[Region pointing data]
<<<<

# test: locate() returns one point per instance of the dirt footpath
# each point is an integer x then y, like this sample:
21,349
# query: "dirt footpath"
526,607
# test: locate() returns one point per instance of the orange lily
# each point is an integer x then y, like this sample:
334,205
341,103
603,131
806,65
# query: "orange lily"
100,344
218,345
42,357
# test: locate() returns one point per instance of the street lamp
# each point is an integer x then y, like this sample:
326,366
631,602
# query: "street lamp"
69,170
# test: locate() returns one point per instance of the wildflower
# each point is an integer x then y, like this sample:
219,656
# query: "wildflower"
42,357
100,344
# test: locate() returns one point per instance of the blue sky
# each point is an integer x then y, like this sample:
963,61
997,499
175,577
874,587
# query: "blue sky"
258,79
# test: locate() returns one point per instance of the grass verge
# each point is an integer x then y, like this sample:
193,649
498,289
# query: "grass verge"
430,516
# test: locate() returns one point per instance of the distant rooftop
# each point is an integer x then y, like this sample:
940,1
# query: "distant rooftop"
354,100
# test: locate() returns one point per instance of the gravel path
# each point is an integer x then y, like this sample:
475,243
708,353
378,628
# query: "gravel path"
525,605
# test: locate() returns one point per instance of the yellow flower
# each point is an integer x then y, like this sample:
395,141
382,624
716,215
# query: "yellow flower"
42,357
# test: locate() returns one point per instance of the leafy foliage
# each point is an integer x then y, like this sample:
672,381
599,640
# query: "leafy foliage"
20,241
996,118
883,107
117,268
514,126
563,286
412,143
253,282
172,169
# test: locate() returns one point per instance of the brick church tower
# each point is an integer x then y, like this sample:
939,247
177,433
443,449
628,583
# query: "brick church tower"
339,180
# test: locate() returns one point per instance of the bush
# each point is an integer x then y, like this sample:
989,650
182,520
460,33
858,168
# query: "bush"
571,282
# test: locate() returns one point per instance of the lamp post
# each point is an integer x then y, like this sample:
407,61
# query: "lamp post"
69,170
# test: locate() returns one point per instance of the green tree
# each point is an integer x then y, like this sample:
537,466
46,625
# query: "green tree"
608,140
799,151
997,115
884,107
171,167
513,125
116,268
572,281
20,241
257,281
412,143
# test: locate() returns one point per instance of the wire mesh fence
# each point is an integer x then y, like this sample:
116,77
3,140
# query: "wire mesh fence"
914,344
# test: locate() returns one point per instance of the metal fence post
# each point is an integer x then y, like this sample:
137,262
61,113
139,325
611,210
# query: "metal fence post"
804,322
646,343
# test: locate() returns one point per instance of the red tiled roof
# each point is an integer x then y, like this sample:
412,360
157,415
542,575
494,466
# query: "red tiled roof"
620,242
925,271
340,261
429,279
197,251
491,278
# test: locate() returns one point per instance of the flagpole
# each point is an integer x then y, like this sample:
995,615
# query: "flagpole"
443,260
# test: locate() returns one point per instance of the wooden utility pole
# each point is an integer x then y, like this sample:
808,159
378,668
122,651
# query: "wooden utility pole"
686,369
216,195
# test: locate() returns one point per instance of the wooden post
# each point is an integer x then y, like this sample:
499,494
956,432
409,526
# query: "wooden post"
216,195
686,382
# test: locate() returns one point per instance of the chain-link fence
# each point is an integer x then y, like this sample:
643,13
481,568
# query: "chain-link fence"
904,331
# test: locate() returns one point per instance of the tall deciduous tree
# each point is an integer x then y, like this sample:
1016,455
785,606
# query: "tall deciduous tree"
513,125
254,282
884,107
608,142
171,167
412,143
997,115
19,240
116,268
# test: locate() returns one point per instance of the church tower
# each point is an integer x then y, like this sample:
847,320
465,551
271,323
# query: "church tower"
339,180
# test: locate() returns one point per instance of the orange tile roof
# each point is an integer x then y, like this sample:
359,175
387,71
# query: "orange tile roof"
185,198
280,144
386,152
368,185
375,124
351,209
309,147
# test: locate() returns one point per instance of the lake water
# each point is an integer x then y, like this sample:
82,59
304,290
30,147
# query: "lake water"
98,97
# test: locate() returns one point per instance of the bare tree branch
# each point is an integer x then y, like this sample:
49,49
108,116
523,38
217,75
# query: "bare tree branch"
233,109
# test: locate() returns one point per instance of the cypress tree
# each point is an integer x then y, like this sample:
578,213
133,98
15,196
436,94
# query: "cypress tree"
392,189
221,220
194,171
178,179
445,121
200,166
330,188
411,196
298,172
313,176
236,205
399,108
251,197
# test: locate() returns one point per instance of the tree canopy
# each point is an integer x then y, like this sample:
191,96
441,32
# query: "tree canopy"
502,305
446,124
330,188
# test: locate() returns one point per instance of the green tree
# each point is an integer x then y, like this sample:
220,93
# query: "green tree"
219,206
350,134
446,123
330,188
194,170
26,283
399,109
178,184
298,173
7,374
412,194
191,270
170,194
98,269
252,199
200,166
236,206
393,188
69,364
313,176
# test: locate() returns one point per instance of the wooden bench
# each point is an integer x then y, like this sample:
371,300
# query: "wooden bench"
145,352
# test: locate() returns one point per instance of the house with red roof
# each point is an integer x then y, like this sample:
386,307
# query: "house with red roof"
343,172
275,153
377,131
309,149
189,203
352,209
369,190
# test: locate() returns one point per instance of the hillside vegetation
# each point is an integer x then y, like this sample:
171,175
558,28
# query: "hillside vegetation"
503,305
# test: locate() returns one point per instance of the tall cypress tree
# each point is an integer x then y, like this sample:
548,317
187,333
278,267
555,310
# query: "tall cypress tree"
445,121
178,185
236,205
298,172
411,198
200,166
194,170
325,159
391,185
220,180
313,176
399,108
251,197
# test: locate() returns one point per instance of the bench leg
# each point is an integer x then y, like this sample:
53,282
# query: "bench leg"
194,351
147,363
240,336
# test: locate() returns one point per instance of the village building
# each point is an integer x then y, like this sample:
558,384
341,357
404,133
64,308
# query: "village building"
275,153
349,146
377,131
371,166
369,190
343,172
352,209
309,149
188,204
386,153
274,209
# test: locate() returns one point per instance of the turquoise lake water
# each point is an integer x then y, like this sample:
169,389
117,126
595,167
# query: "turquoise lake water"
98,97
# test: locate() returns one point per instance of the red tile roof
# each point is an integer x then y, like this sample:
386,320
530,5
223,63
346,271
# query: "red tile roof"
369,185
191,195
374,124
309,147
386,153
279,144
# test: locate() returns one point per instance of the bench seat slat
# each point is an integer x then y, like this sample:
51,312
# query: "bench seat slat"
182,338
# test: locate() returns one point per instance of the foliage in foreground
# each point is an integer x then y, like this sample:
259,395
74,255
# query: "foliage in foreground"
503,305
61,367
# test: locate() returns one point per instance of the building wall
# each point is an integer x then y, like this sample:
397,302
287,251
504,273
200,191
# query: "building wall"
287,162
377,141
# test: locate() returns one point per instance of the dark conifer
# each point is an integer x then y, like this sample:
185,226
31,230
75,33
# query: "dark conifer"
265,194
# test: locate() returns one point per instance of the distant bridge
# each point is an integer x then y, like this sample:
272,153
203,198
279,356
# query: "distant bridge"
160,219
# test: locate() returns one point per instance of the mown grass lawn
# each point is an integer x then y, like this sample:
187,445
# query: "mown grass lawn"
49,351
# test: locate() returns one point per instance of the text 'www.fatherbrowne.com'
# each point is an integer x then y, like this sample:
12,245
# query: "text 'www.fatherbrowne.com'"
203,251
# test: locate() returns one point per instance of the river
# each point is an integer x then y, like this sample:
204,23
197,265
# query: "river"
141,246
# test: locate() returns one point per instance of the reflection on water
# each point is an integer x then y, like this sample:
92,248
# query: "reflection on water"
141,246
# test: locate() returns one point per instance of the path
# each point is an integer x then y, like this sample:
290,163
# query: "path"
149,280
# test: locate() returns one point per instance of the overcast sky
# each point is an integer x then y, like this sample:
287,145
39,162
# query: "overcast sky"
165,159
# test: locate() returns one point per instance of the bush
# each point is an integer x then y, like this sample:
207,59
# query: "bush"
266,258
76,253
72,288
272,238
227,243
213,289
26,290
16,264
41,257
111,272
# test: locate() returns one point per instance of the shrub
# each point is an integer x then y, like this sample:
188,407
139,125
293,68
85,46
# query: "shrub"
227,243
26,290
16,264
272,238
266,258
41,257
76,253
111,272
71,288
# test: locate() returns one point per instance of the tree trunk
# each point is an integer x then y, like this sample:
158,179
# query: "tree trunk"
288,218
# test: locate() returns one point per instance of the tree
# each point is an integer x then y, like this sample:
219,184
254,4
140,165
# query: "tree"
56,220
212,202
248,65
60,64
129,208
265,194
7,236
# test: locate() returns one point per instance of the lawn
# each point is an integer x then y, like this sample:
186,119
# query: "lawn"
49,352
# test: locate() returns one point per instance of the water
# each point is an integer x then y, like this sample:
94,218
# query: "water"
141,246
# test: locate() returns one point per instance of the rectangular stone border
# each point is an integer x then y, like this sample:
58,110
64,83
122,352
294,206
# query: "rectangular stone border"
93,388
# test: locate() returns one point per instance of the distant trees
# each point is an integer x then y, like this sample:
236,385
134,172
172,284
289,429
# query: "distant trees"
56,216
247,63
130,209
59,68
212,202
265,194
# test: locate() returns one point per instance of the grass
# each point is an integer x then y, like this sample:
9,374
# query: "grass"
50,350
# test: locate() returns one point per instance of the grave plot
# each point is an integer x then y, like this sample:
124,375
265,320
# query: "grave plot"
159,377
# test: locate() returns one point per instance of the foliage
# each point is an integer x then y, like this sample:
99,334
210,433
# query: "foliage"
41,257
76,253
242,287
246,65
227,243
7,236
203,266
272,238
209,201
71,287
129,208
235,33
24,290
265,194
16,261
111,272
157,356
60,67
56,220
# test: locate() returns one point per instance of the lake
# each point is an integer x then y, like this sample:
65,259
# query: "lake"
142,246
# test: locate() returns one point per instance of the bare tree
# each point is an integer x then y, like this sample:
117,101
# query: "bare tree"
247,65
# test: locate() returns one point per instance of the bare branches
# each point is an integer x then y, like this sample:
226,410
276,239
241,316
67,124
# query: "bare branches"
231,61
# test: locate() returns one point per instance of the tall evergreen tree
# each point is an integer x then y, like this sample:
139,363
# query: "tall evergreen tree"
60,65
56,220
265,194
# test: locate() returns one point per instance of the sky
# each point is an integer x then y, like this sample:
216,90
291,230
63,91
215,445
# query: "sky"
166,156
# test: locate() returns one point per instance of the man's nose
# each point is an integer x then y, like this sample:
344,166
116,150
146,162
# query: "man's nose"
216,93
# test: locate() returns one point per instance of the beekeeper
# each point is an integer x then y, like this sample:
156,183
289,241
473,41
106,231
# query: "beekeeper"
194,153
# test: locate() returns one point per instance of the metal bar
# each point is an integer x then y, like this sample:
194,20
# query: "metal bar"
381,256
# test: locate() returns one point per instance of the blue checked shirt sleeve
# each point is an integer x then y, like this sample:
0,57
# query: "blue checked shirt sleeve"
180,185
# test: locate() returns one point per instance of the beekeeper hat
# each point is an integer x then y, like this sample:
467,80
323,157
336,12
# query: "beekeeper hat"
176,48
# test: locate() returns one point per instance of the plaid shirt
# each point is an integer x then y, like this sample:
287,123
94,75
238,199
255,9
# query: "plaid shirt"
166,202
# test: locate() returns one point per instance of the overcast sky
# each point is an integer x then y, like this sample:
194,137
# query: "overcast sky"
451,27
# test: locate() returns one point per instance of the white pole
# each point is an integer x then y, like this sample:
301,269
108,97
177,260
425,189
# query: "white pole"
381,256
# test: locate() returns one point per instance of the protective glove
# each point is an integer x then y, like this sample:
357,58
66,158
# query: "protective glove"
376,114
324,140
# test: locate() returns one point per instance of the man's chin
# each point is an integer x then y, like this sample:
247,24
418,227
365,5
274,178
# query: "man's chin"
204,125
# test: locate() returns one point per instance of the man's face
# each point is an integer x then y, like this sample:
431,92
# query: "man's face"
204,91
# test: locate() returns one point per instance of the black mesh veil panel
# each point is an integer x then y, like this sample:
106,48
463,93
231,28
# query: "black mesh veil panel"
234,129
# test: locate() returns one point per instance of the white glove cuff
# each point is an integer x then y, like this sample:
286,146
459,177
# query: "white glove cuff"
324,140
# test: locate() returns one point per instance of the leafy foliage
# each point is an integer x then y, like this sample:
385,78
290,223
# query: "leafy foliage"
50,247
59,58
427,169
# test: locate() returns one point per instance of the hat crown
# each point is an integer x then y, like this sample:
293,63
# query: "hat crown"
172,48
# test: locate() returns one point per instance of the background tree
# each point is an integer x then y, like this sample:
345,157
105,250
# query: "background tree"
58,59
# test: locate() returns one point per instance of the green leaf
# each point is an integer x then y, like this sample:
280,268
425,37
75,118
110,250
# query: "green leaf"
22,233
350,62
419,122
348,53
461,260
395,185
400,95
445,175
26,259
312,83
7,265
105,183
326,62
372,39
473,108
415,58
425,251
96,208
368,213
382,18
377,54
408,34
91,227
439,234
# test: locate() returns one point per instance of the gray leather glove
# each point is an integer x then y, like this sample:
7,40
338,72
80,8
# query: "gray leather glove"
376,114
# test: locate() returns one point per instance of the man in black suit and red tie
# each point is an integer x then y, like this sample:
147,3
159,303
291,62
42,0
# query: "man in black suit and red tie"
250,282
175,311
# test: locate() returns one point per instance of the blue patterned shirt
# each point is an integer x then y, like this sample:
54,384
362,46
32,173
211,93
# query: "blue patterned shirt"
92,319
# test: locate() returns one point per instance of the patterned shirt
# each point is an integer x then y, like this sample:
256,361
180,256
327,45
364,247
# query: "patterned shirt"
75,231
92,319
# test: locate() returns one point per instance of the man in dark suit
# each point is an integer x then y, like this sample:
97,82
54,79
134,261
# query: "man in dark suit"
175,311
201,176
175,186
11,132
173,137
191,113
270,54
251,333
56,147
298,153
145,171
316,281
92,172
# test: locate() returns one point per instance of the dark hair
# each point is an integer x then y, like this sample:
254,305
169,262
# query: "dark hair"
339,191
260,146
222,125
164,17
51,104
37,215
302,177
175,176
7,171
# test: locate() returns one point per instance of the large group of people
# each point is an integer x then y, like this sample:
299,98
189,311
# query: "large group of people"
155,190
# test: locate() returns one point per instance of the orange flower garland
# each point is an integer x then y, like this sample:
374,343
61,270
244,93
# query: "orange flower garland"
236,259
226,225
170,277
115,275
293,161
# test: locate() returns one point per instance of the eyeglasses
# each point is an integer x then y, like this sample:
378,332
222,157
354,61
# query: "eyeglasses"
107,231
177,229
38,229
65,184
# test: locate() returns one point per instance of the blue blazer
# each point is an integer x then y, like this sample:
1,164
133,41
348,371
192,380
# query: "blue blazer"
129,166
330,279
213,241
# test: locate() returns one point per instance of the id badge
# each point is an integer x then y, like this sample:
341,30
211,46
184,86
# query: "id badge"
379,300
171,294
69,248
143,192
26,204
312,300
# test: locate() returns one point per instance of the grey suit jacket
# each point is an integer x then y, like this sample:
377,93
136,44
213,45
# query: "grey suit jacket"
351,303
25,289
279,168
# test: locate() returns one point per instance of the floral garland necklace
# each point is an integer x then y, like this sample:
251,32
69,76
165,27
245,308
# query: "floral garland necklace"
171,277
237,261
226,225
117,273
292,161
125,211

>>>>

* _Required action_
Restate word for word the lines above, beginning at the first one and ending at the line that carries "the orange lily".

* _Answer space_
# test: locate() returns one point per instance of the dirt footpath
# each point is an integer x then y, like this sample:
21,349
# query: "dirt footpath"
526,607
# test: locate() returns one point per instance of the orange lily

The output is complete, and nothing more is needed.